**Directions**.
Please write out the lines starting with the line with "For the photo above, indicate every instance of the steep" and going on through the line with "column 14, row 20", putting "rocky slope" in place of "steep slope" and leaving everything else unchanged.

***** Information given *****

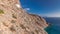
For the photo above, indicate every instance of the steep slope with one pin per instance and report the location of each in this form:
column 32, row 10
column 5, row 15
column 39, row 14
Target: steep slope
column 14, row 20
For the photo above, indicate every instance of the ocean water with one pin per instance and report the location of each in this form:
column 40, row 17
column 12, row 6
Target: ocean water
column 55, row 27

*****
***** Information given *****

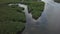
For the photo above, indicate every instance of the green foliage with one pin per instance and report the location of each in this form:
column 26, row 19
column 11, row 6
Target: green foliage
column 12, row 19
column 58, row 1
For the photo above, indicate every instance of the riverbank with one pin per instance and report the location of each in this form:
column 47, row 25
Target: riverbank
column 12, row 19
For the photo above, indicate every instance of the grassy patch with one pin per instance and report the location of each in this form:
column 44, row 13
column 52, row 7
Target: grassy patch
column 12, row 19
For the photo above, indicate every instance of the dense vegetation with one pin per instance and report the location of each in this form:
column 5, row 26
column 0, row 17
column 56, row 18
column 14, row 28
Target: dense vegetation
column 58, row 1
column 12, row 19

*****

**The reply**.
For the photo above, indicate every instance of the rocky slope with one pin per instance and report the location of each in this form:
column 32, row 10
column 5, row 15
column 39, row 14
Target: rocky slope
column 14, row 20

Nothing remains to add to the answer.